WHAT THE EXERCISE ASKS:
Please count the lines in the rows below that contain the string "sandstone" and give only that number.

--- BEGIN PROVIDED RECORDS ---

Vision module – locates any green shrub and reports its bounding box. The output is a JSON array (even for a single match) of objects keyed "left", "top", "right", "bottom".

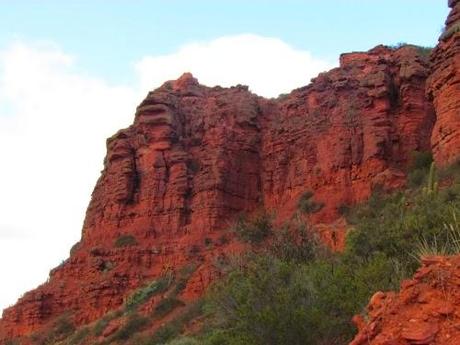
[
  {"left": 69, "top": 327, "right": 90, "bottom": 345},
  {"left": 439, "top": 23, "right": 460, "bottom": 41},
  {"left": 114, "top": 235, "right": 137, "bottom": 248},
  {"left": 145, "top": 323, "right": 181, "bottom": 345},
  {"left": 297, "top": 191, "right": 324, "bottom": 214},
  {"left": 93, "top": 318, "right": 109, "bottom": 337},
  {"left": 166, "top": 337, "right": 201, "bottom": 345},
  {"left": 152, "top": 297, "right": 184, "bottom": 319},
  {"left": 112, "top": 314, "right": 149, "bottom": 341},
  {"left": 172, "top": 264, "right": 197, "bottom": 297},
  {"left": 232, "top": 212, "right": 272, "bottom": 244},
  {"left": 269, "top": 221, "right": 326, "bottom": 263},
  {"left": 124, "top": 274, "right": 173, "bottom": 310}
]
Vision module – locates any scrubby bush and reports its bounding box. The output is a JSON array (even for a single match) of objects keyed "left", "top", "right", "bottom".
[
  {"left": 69, "top": 327, "right": 90, "bottom": 345},
  {"left": 297, "top": 191, "right": 324, "bottom": 213},
  {"left": 161, "top": 160, "right": 460, "bottom": 345},
  {"left": 152, "top": 297, "right": 184, "bottom": 318},
  {"left": 124, "top": 274, "right": 173, "bottom": 310}
]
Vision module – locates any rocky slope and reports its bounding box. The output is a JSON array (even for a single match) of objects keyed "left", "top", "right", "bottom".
[
  {"left": 350, "top": 256, "right": 460, "bottom": 345},
  {"left": 0, "top": 1, "right": 460, "bottom": 342},
  {"left": 427, "top": 0, "right": 460, "bottom": 165}
]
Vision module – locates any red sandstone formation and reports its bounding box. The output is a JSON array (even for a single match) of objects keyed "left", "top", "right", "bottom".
[
  {"left": 427, "top": 0, "right": 460, "bottom": 165},
  {"left": 350, "top": 256, "right": 460, "bottom": 345},
  {"left": 0, "top": 46, "right": 434, "bottom": 341}
]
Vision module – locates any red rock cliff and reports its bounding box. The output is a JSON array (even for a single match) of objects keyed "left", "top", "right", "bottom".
[
  {"left": 350, "top": 256, "right": 460, "bottom": 345},
  {"left": 0, "top": 46, "right": 434, "bottom": 340},
  {"left": 427, "top": 0, "right": 460, "bottom": 165}
]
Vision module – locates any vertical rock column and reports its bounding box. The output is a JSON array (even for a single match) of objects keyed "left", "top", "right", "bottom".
[{"left": 427, "top": 0, "right": 460, "bottom": 166}]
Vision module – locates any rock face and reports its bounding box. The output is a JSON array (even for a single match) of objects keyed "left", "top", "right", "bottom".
[
  {"left": 0, "top": 46, "right": 436, "bottom": 342},
  {"left": 350, "top": 256, "right": 460, "bottom": 345},
  {"left": 427, "top": 0, "right": 460, "bottom": 165}
]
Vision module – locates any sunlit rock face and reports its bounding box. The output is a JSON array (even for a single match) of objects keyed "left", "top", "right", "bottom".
[
  {"left": 0, "top": 42, "right": 444, "bottom": 342},
  {"left": 427, "top": 0, "right": 460, "bottom": 166}
]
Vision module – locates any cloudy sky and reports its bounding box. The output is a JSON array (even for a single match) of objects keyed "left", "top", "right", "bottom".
[{"left": 0, "top": 0, "right": 447, "bottom": 310}]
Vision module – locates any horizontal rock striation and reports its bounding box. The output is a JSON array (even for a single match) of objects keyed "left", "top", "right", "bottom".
[
  {"left": 427, "top": 0, "right": 460, "bottom": 166},
  {"left": 0, "top": 46, "right": 435, "bottom": 342}
]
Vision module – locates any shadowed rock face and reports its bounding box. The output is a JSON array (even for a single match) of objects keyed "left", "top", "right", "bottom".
[
  {"left": 427, "top": 0, "right": 460, "bottom": 165},
  {"left": 0, "top": 46, "right": 434, "bottom": 338}
]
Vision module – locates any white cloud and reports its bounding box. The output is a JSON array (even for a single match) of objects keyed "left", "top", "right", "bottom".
[
  {"left": 0, "top": 35, "right": 330, "bottom": 309},
  {"left": 136, "top": 34, "right": 333, "bottom": 97},
  {"left": 0, "top": 43, "right": 139, "bottom": 309}
]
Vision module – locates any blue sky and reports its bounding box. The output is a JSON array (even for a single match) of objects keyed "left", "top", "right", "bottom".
[
  {"left": 0, "top": 0, "right": 448, "bottom": 310},
  {"left": 0, "top": 0, "right": 447, "bottom": 82}
]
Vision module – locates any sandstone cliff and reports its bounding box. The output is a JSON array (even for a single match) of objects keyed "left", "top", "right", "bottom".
[
  {"left": 0, "top": 46, "right": 438, "bottom": 339},
  {"left": 427, "top": 0, "right": 460, "bottom": 165},
  {"left": 350, "top": 256, "right": 460, "bottom": 345}
]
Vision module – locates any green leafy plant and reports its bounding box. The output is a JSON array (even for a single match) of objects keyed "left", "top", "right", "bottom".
[
  {"left": 232, "top": 211, "right": 272, "bottom": 244},
  {"left": 297, "top": 191, "right": 324, "bottom": 214},
  {"left": 124, "top": 272, "right": 174, "bottom": 310},
  {"left": 112, "top": 314, "right": 149, "bottom": 341},
  {"left": 114, "top": 235, "right": 138, "bottom": 248}
]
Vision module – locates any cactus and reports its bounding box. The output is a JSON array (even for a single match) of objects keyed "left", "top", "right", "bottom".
[{"left": 423, "top": 162, "right": 438, "bottom": 196}]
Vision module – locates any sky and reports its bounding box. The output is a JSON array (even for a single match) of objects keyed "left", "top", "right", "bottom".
[{"left": 0, "top": 0, "right": 448, "bottom": 310}]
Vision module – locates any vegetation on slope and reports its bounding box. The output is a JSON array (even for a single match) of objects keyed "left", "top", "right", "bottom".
[
  {"left": 159, "top": 154, "right": 460, "bottom": 345},
  {"left": 27, "top": 153, "right": 460, "bottom": 345}
]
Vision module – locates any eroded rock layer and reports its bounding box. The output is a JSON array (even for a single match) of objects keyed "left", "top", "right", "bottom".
[
  {"left": 350, "top": 256, "right": 460, "bottom": 345},
  {"left": 0, "top": 46, "right": 434, "bottom": 339},
  {"left": 427, "top": 0, "right": 460, "bottom": 165}
]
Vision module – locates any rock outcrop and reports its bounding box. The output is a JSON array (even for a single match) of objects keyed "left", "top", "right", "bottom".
[
  {"left": 350, "top": 256, "right": 460, "bottom": 345},
  {"left": 0, "top": 46, "right": 434, "bottom": 339},
  {"left": 427, "top": 0, "right": 460, "bottom": 166}
]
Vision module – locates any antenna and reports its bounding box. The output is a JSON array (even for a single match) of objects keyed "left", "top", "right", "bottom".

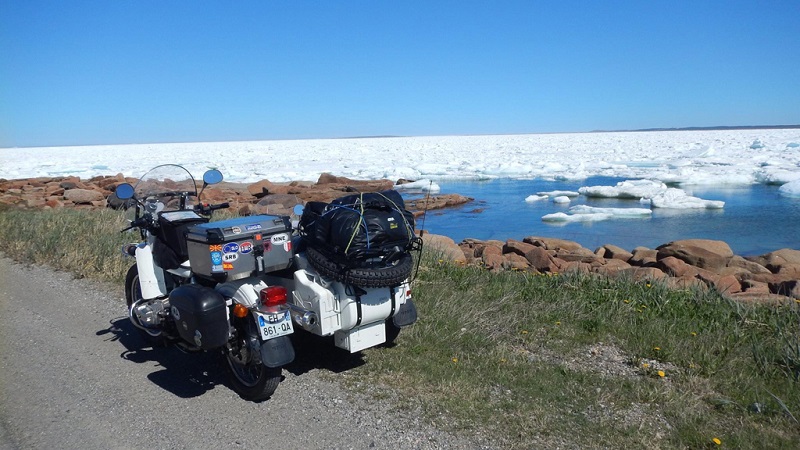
[{"left": 419, "top": 180, "right": 433, "bottom": 237}]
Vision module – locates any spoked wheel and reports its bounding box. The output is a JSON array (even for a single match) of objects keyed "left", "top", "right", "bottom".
[
  {"left": 125, "top": 264, "right": 164, "bottom": 347},
  {"left": 225, "top": 328, "right": 281, "bottom": 401}
]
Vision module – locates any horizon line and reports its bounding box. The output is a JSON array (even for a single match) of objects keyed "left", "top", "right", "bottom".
[{"left": 0, "top": 124, "right": 800, "bottom": 149}]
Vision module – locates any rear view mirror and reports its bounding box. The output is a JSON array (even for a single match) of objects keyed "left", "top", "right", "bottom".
[
  {"left": 203, "top": 169, "right": 222, "bottom": 184},
  {"left": 114, "top": 183, "right": 133, "bottom": 200}
]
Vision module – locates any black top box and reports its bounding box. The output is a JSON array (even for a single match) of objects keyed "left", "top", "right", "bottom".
[{"left": 186, "top": 215, "right": 292, "bottom": 282}]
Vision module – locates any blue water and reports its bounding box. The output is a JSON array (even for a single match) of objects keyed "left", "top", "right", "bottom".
[{"left": 417, "top": 177, "right": 800, "bottom": 255}]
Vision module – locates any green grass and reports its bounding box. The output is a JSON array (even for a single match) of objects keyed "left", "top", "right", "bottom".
[{"left": 0, "top": 210, "right": 800, "bottom": 448}]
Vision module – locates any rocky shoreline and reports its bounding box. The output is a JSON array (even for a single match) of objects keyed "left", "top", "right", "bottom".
[
  {"left": 423, "top": 235, "right": 800, "bottom": 303},
  {"left": 0, "top": 174, "right": 800, "bottom": 303}
]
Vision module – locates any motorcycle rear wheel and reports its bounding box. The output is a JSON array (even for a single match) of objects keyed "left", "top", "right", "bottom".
[
  {"left": 125, "top": 264, "right": 164, "bottom": 347},
  {"left": 225, "top": 352, "right": 282, "bottom": 402}
]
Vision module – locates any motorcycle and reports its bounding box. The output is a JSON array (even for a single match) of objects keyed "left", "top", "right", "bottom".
[
  {"left": 115, "top": 164, "right": 422, "bottom": 400},
  {"left": 115, "top": 164, "right": 295, "bottom": 401}
]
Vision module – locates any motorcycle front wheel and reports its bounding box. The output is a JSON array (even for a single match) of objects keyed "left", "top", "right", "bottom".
[
  {"left": 225, "top": 349, "right": 282, "bottom": 401},
  {"left": 125, "top": 264, "right": 164, "bottom": 347}
]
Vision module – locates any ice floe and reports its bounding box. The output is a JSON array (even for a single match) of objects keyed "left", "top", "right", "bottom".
[
  {"left": 0, "top": 129, "right": 800, "bottom": 185},
  {"left": 650, "top": 188, "right": 725, "bottom": 209},
  {"left": 778, "top": 180, "right": 800, "bottom": 197},
  {"left": 578, "top": 180, "right": 667, "bottom": 199}
]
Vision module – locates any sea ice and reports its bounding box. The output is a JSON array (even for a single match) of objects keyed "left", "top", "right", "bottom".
[
  {"left": 536, "top": 191, "right": 581, "bottom": 197},
  {"left": 553, "top": 195, "right": 572, "bottom": 204},
  {"left": 650, "top": 188, "right": 725, "bottom": 209},
  {"left": 578, "top": 180, "right": 667, "bottom": 198},
  {"left": 525, "top": 195, "right": 548, "bottom": 203},
  {"left": 542, "top": 212, "right": 614, "bottom": 223},
  {"left": 0, "top": 129, "right": 800, "bottom": 185},
  {"left": 569, "top": 205, "right": 653, "bottom": 217},
  {"left": 394, "top": 180, "right": 442, "bottom": 194},
  {"left": 778, "top": 180, "right": 800, "bottom": 197}
]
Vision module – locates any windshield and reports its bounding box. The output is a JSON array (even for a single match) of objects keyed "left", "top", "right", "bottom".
[{"left": 134, "top": 164, "right": 197, "bottom": 200}]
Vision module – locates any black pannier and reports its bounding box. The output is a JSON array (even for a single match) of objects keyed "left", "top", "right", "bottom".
[{"left": 299, "top": 190, "right": 415, "bottom": 267}]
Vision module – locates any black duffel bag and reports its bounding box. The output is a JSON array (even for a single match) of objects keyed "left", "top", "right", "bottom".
[{"left": 299, "top": 190, "right": 415, "bottom": 267}]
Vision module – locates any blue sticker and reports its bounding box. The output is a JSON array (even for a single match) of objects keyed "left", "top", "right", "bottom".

--- END PROVIDED RECORDS ---

IN RESPONSE:
2